(Entradas armazenadas)
═══

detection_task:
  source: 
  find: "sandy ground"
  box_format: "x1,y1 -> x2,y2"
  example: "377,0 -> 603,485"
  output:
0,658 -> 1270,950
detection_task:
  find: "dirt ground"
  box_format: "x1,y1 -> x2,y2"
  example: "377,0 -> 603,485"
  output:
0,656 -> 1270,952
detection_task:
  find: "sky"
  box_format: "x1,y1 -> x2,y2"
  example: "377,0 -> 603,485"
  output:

═══

→ Instrução: Transcreva todos os itens acima, linha por linha, sem nenhuma alteração.

→ Resultado:
detection_task:
  source: 
  find: "sandy ground"
  box_format: "x1,y1 -> x2,y2"
  example: "377,0 -> 603,485"
  output:
0,658 -> 1270,950
detection_task:
  find: "dirt ground"
  box_format: "x1,y1 -> x2,y2"
  example: "377,0 -> 603,485"
  output:
0,656 -> 1270,952
detection_task:
  find: "sky"
  box_format: "x1,y1 -> x2,y2"
  example: "377,0 -> 603,485"
  output:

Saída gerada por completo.